» **Gestellte Aufgabe 1**
Prüfe anhand des Abschnitts zur Strafbemessung, ob die folgenden Aussagen zutreffen: (a) Das Erstgericht verhängte fünf Monate Freiheitsstrafe und sah sie bedingt nach. (b) Die leichte Verletzung des Opfers wurde als mildernd gewertet. (c) Die Berufung des Angeklagten hatte Erfolg. Antworte jeweils mit Ja oder Nein und führe die entscheidenden Worte des Abschnitts wörtlich an.

» **Ausgewählter Abschnitt**
__________________________________________________
Der Strafaufhebungsgrund des (freiwilligen) Rücktrittes vom Versuch (§ 16 Abs. 1 StGB.) wurde demgemäß dem Beschwerdeführer zu Recht nicht zugebilligt.

Das Erstgericht verurteilte den Angeklagten nach §§ 41, 142 Abs. 2 StGB. zu fünf Monaten Freiheitsstrafe und sah diese Strafe gemäß § 43 Abs. 1 StGB. bedingt nach.

Bei der Strafbemessung wertete es die leichte Verletzung und den auf die Tat zurückzuführenden Schock des Opfers als erschwerend, hingegen deren Begehung vor Vollendung des einundzwanzigsten Lebensjahres, die Verstandesschwäche und psychische Verwahrlosung des Angeklagten, dessen verminderte Zurechnungsfähigkeit, seinen bisherigen ordentlichen Lebenswandel und das 'Tatsachengeständnis' (ersichtlich - siehe S. 121 - gemeint:

das Geständnis im Vorverfahren, das wesentlich zur Wahrheitsfindung beigetragen hat) als mildernd.

Wegen des beträchtlichen Überwiegens der Milderungsgründe erachtete das Erstgericht die Voraussetzungen für die Gewährung einer außerordentlichen Strafmilderung nach § 41 StGB. als gegeben. Die Berufung, mit welcher der Angeklagte eine Herabsetzung des Strafmaßes begehrt, ist nicht begründet, zumal das Erstgericht die Strafzumessunsgründe im wesentlichen zutreffend festgestellt und gewürdigt sowie schließlich auch ein unter der gesetzlichen Mindeststrafe liegendes Strafmaß gewählt hat, das nach Lage des Falles keineswegs als überhöht angesehen werden kann. Es war daher auch der Berufung ein Erfolg zu versagen.
__________________________________________________
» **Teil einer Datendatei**
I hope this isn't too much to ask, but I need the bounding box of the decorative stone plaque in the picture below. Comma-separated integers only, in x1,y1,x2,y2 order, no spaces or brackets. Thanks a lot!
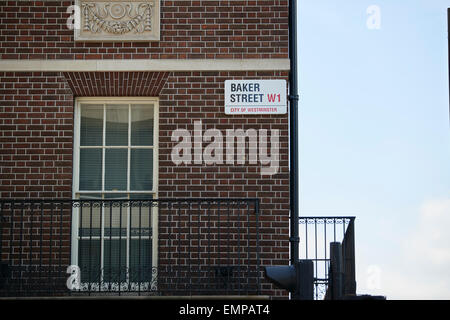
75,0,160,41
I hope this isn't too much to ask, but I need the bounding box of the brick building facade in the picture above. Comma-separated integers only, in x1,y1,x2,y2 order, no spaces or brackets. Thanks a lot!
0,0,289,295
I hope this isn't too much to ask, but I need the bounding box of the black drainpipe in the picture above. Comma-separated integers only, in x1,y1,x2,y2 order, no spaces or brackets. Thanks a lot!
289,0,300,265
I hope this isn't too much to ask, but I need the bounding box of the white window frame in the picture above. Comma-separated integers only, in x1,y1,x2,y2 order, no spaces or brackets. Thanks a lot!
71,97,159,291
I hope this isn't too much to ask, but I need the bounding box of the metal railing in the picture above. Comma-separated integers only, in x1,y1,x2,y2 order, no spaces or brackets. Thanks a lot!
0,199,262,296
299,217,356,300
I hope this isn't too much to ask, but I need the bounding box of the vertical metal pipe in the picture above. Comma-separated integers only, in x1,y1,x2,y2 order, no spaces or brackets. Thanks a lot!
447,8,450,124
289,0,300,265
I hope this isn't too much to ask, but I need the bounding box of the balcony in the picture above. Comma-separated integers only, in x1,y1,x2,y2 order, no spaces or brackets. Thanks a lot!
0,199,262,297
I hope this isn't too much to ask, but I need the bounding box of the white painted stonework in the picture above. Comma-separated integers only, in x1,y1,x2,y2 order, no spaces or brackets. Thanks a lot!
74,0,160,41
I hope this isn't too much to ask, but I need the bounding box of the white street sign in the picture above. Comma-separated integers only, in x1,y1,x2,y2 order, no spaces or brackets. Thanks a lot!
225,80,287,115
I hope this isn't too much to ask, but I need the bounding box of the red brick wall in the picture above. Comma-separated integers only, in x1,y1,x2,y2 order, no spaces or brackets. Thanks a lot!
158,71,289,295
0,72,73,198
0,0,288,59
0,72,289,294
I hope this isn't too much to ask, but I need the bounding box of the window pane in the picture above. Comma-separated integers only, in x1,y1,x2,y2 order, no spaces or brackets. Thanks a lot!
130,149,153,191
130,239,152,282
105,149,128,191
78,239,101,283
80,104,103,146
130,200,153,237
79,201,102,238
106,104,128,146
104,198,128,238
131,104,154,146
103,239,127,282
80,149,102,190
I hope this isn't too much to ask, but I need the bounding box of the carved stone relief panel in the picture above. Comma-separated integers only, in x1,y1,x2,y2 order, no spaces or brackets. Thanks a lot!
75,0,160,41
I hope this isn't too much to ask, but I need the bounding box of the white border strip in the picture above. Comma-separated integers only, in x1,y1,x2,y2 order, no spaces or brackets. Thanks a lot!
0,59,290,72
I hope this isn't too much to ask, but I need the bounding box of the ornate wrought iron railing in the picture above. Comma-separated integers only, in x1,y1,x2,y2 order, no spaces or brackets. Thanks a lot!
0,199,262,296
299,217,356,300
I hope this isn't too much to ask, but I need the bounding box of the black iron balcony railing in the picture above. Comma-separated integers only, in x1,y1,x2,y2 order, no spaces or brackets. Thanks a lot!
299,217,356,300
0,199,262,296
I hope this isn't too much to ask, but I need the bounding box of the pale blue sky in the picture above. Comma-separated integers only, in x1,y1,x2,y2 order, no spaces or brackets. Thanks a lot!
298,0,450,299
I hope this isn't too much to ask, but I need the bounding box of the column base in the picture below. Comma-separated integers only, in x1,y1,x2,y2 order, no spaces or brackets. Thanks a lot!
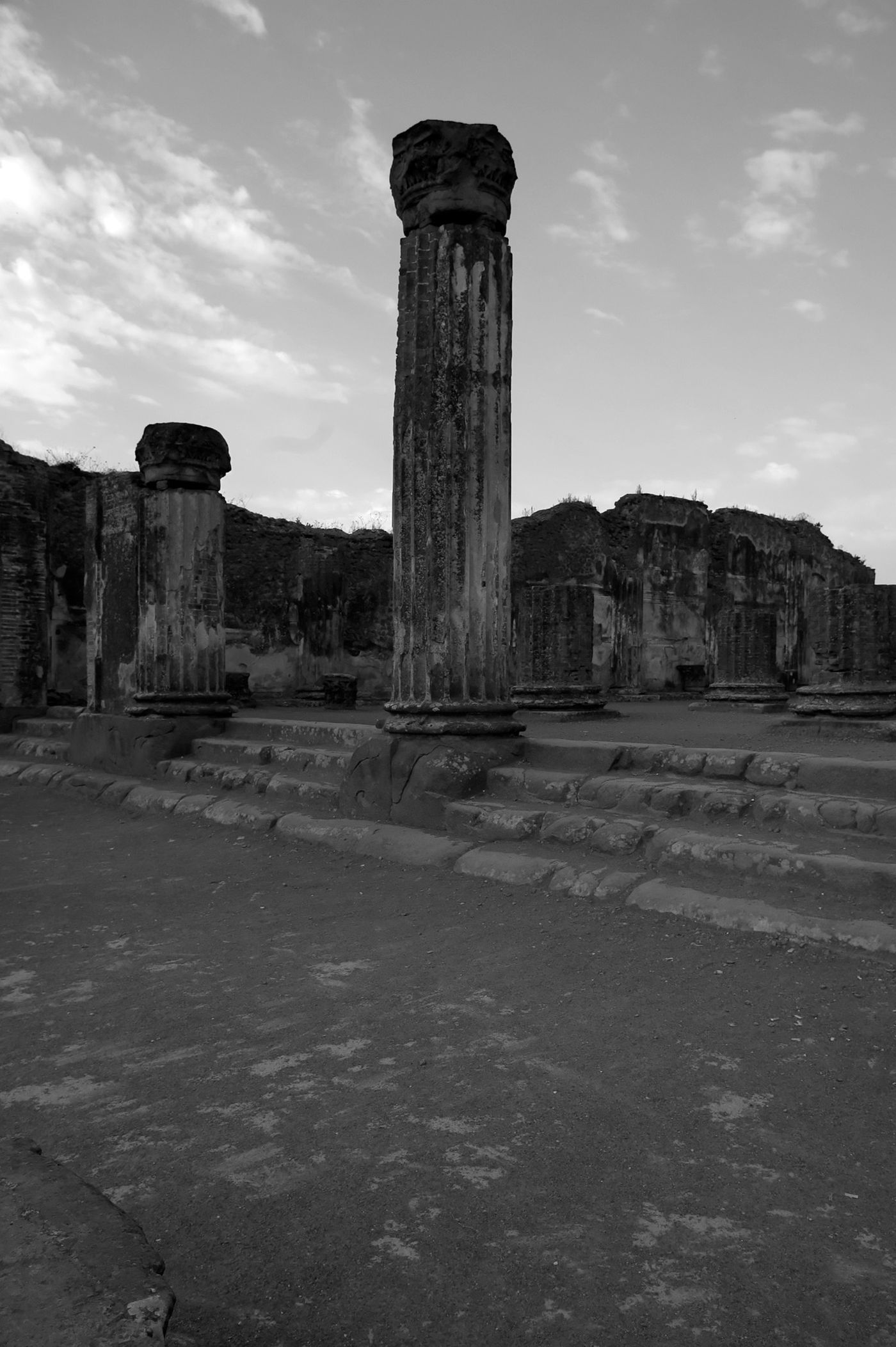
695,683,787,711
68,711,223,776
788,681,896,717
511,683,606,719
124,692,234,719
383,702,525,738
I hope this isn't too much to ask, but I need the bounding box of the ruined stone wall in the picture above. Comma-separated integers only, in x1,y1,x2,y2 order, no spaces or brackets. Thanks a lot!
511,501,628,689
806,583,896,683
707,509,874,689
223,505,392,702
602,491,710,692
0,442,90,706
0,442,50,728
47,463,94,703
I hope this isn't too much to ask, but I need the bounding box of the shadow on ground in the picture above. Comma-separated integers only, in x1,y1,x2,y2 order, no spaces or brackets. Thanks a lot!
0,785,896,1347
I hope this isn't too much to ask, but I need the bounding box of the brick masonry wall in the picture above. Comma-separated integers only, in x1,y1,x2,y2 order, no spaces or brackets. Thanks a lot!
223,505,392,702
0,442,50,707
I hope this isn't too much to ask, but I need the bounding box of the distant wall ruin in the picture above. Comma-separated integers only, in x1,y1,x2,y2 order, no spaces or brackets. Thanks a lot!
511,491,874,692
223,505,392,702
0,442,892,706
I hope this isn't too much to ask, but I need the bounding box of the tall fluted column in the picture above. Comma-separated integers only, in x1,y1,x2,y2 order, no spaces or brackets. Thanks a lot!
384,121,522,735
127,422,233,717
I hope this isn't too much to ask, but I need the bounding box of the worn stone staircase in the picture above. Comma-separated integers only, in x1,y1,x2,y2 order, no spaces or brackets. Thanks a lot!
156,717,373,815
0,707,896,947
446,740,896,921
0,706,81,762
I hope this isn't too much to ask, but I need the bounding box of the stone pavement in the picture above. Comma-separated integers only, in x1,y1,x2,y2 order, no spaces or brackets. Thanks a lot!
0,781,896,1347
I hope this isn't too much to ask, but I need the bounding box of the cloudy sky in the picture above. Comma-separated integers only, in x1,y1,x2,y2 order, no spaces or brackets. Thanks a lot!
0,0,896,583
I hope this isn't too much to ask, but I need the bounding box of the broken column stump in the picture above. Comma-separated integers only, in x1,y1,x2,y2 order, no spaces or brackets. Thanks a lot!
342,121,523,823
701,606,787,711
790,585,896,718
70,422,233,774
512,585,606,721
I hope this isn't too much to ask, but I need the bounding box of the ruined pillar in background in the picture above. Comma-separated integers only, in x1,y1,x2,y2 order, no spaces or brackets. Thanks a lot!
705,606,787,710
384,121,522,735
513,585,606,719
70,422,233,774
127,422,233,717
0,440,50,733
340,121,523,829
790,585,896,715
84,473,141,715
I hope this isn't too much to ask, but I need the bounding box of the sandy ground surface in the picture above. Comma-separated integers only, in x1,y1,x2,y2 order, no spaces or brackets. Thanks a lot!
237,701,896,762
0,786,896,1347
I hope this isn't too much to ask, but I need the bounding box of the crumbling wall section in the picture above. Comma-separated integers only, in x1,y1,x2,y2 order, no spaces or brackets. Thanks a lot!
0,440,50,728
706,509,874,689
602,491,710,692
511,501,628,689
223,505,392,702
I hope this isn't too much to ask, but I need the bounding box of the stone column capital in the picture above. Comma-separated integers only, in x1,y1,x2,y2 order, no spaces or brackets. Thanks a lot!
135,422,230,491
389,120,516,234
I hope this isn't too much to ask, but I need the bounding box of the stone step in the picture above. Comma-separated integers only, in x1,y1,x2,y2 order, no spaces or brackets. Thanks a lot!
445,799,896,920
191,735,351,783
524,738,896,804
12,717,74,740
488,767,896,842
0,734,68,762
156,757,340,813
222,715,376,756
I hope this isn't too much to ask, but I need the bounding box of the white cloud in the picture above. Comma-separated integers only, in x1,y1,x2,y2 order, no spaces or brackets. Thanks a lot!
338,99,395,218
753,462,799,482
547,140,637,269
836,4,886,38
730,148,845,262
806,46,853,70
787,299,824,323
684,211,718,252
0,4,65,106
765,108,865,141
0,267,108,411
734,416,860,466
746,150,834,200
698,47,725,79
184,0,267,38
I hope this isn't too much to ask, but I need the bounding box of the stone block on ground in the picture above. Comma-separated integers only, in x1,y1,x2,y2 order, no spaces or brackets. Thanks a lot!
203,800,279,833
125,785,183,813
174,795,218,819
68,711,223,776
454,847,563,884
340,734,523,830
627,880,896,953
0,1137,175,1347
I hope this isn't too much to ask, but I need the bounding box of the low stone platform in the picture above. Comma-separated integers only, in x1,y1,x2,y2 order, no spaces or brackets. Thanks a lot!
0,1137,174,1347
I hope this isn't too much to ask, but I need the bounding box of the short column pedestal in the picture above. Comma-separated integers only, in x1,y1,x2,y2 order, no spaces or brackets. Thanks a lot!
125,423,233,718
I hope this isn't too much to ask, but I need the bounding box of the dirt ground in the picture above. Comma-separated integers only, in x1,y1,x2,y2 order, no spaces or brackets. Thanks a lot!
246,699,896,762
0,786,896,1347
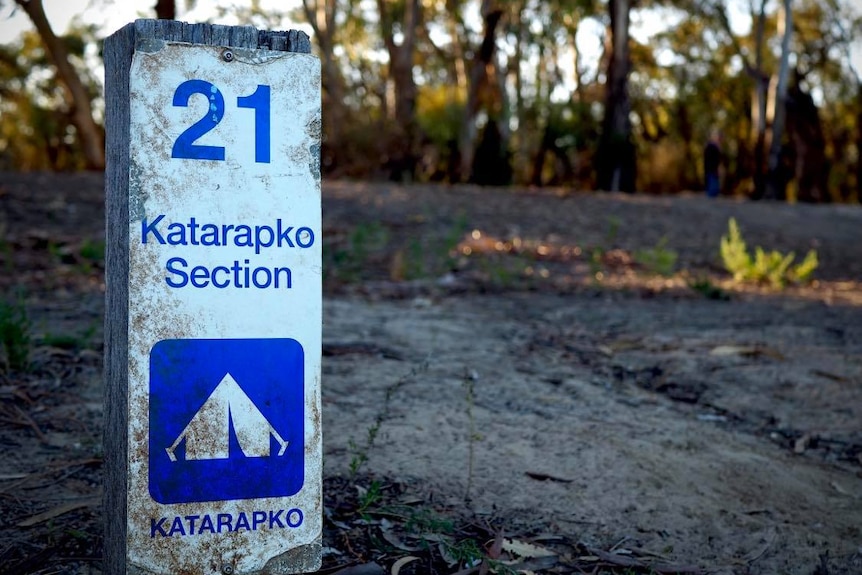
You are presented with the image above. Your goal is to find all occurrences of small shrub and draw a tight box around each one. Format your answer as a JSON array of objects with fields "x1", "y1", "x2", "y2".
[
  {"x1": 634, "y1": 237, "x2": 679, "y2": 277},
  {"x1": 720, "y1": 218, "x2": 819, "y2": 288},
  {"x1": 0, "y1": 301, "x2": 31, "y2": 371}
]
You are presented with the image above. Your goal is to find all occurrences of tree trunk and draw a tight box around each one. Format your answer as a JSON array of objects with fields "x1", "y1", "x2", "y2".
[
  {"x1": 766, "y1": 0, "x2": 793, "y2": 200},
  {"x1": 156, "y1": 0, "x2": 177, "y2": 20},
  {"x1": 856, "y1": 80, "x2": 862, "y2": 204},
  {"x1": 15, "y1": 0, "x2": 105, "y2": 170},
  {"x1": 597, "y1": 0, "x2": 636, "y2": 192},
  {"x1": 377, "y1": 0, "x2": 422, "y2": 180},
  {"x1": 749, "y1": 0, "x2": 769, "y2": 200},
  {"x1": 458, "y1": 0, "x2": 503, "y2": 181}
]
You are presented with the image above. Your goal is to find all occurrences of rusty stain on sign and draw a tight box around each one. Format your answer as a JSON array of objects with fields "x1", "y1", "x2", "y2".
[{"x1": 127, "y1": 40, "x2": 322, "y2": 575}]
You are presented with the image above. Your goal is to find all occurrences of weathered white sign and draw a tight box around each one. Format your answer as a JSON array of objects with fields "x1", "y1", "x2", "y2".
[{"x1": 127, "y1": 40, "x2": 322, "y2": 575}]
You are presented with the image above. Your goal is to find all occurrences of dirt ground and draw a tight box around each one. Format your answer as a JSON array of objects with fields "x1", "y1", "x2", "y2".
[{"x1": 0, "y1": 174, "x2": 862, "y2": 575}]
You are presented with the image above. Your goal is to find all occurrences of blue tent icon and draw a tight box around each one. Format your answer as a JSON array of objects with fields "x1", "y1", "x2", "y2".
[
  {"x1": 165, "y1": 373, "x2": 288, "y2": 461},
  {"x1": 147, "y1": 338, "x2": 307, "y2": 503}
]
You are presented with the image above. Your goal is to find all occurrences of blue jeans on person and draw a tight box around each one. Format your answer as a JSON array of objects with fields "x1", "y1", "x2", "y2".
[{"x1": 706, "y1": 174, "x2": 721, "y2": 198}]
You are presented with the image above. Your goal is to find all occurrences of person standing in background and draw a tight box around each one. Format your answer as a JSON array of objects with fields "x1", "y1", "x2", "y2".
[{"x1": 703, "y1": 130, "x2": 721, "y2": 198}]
__________________________________________________
» **Gestellte Aufgabe 2**
Gib aus den Datensätzen alles von der Zeile mit „of the pale“ bis hinunter zur Zeile mit „298,0,450,299“ unverändert wieder, beide Zeilen eingeschlossen.

» **Vollständige Antwort 1**
(a) Ja: „zu fünf Monaten Freiheitsstrafe und sah diese Strafe gemäß § 43 Abs. 1 StGB. bedingt nach“
(b) Nein: „wertete es die leichte Verletzung und den auf die Tat zurückzuführenden Schock des Opfers als erschwerend“
(c) Nein: „Es war daher auch der Berufung ein Erfolg zu versagen.“

» **Vollständige Antwort 2**
I hope this isn't too much to ask, but I need the bounding box of the pale blue sky in the picture above. Comma-separated integers only, in x1,y1,x2,y2 order, no spaces or brackets. Thanks a lot!
298,0,450,299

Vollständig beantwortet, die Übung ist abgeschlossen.